### Instruction:
Quote each record exactly, please, leaving none out.

### Input:
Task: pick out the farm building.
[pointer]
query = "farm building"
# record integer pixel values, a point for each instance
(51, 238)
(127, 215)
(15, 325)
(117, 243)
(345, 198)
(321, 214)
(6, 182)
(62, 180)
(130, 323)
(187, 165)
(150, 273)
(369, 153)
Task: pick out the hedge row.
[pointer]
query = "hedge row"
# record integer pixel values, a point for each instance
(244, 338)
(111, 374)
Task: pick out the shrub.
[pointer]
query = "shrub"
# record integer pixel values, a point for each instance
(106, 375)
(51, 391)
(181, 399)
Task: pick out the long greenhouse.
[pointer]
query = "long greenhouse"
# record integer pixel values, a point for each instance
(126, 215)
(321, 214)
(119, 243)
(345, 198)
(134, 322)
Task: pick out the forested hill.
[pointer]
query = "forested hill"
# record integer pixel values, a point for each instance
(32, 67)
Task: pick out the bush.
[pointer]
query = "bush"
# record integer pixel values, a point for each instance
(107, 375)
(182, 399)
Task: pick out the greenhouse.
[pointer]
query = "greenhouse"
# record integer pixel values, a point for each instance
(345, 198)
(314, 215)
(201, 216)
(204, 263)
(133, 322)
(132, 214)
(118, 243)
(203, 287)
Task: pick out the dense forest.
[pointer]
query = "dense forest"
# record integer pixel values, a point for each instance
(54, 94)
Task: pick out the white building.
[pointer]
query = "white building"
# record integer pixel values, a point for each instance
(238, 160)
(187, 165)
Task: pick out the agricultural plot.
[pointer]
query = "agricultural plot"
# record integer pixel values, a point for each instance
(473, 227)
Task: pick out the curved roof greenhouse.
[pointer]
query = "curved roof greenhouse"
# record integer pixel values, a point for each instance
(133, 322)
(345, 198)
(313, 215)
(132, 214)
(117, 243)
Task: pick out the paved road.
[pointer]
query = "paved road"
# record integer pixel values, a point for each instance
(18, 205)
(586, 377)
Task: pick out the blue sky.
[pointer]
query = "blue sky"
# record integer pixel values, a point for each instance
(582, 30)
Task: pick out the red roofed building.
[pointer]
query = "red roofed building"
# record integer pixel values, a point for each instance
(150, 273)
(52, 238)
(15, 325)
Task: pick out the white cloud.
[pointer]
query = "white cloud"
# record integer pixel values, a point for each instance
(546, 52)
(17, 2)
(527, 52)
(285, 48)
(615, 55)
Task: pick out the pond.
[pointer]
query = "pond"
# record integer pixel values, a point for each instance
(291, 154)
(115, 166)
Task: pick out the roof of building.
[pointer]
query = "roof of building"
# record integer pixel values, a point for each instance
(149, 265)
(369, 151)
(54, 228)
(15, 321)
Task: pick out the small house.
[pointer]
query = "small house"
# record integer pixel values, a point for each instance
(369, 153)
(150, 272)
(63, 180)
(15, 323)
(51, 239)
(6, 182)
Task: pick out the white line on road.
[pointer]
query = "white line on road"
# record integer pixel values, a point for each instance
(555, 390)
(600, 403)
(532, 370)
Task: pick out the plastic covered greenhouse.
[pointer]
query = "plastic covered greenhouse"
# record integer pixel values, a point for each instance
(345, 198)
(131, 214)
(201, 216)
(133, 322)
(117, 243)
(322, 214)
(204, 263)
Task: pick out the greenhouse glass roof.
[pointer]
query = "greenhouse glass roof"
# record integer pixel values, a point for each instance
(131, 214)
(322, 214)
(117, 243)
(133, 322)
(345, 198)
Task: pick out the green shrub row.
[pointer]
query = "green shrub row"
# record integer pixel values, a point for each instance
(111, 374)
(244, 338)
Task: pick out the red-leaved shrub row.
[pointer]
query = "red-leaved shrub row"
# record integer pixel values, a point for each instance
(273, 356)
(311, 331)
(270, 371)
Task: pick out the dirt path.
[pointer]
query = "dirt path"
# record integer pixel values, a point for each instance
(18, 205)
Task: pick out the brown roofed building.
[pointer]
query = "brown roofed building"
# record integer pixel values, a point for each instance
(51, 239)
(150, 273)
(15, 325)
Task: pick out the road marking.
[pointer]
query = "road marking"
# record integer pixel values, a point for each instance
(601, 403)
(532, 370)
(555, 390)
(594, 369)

### Worked answer:
Task: pick out the farm building.
[pointer]
query = "farm building"
# record integer pixel values, a point for each instance
(51, 238)
(127, 215)
(15, 325)
(117, 243)
(345, 198)
(321, 214)
(6, 182)
(62, 180)
(130, 323)
(187, 165)
(150, 273)
(369, 153)
Task: pick out the hedge row.
[pointer]
query = "hedge row"
# record integer pixel values, a point for each instance
(244, 338)
(111, 374)
Task: pick out the shrub.
[pointer]
query = "shrub"
# record integer pixel values, a point for each instance
(106, 375)
(51, 391)
(181, 399)
Task: pick out the long greenhouse.
[pointer]
query = "long greenhouse"
# record integer pixel values, a point for each instance
(126, 215)
(321, 214)
(119, 243)
(345, 198)
(134, 322)
Task: pick out the forested hill.
[pointer]
query = "forested hill"
# record integer pixel values, a point for each instance
(32, 67)
Task: pick out the bush.
[pointer]
query = "bush"
# record integer pixel values, a point for each instance
(107, 375)
(182, 399)
Task: pick out the greenhouse.
[pointer]
query = "greenhouse"
# record integer pixel values, a point for each instance
(345, 198)
(314, 215)
(201, 216)
(204, 263)
(133, 322)
(132, 214)
(118, 243)
(203, 287)
Task: pick out the dense forest.
[pointer]
query = "dense forest"
# record integer pixel values, a point for each instance
(54, 94)
Task: pick out the white building.
[pointer]
query = "white building"
# record integer pixel values, a point for each instance
(238, 160)
(187, 165)
Task: pick out the agricultural plot.
[pointer]
query = "agricultural plot"
# record integer pixel values, a point for each instance
(473, 227)
Task: pick out the curved roof greenhouse.
[pointer]
query = "curved roof greenhouse"
# record integer pixel values, a point for each instance
(133, 322)
(345, 198)
(313, 215)
(132, 214)
(117, 243)
Task: pick out the paved road.
[pointer]
query = "paved road"
# record integer pixel values, a point for each instance
(18, 205)
(586, 377)
Task: pick out the blue sky.
[pointer]
query = "blue sky"
# record integer pixel values, a point for each instance
(582, 30)
Task: pick out the red roofed building.
[pointer]
query = "red roofed building"
# record integer pixel values, a point for each instance
(150, 273)
(52, 238)
(15, 325)
Task: pick out the white cloud.
[pointer]
query = "white cloud"
# record integer pixel values, a point for each instance
(546, 52)
(17, 2)
(527, 52)
(285, 48)
(615, 55)
Task: pick out the pond.
[pointer]
query = "pond"
# record integer pixel values, a point for each instance
(291, 154)
(115, 166)
Task: pick out the roof of building.
[pointer]
query = "roof of building"
# record integer pixel values, a point for each instance
(149, 265)
(369, 151)
(54, 228)
(15, 321)
Task: pick out the small house.
[pointer]
query = "small house"
# record integer pixel values, a point for each instance
(369, 153)
(150, 272)
(63, 180)
(15, 323)
(51, 239)
(6, 182)
Task: pick out the white line on road.
[pointer]
query = "white line on road"
# record integer pixel values, a point for each instance
(555, 390)
(600, 403)
(532, 370)
Task: pick out the plastic covered greenhouse.
[pointer]
query = "plastic covered greenhouse"
# record integer pixel values, a point for each instance
(345, 198)
(131, 214)
(201, 216)
(133, 322)
(117, 243)
(322, 214)
(204, 263)
Task: pick out the greenhouse glass roof.
[pointer]
query = "greenhouse glass roof"
# record integer pixel values, a point for each instance
(131, 214)
(322, 214)
(117, 243)
(133, 322)
(345, 198)
Task: pick out the green shrub row.
[pointer]
query = "green shrub row"
# record integer pixel values, a point for each instance
(111, 374)
(244, 338)
Task: pick out the red-leaved shrub row.
[pointer]
query = "red-leaved shrub row"
# record integer pixel values, a point for each instance
(273, 356)
(311, 331)
(270, 371)
Task: pick out the dirt path.
[pointer]
query = "dirt path"
# record integer pixel values, a point for each instance
(18, 205)
Task: pick out the brown roofed building.
[pointer]
query = "brown roofed building"
# record integer pixel values, a point for each instance
(51, 239)
(150, 273)
(15, 325)
Task: pick out the road marking.
[pointer]
query = "road marking"
# record integer pixel values, a point for each instance
(601, 403)
(532, 370)
(555, 390)
(594, 369)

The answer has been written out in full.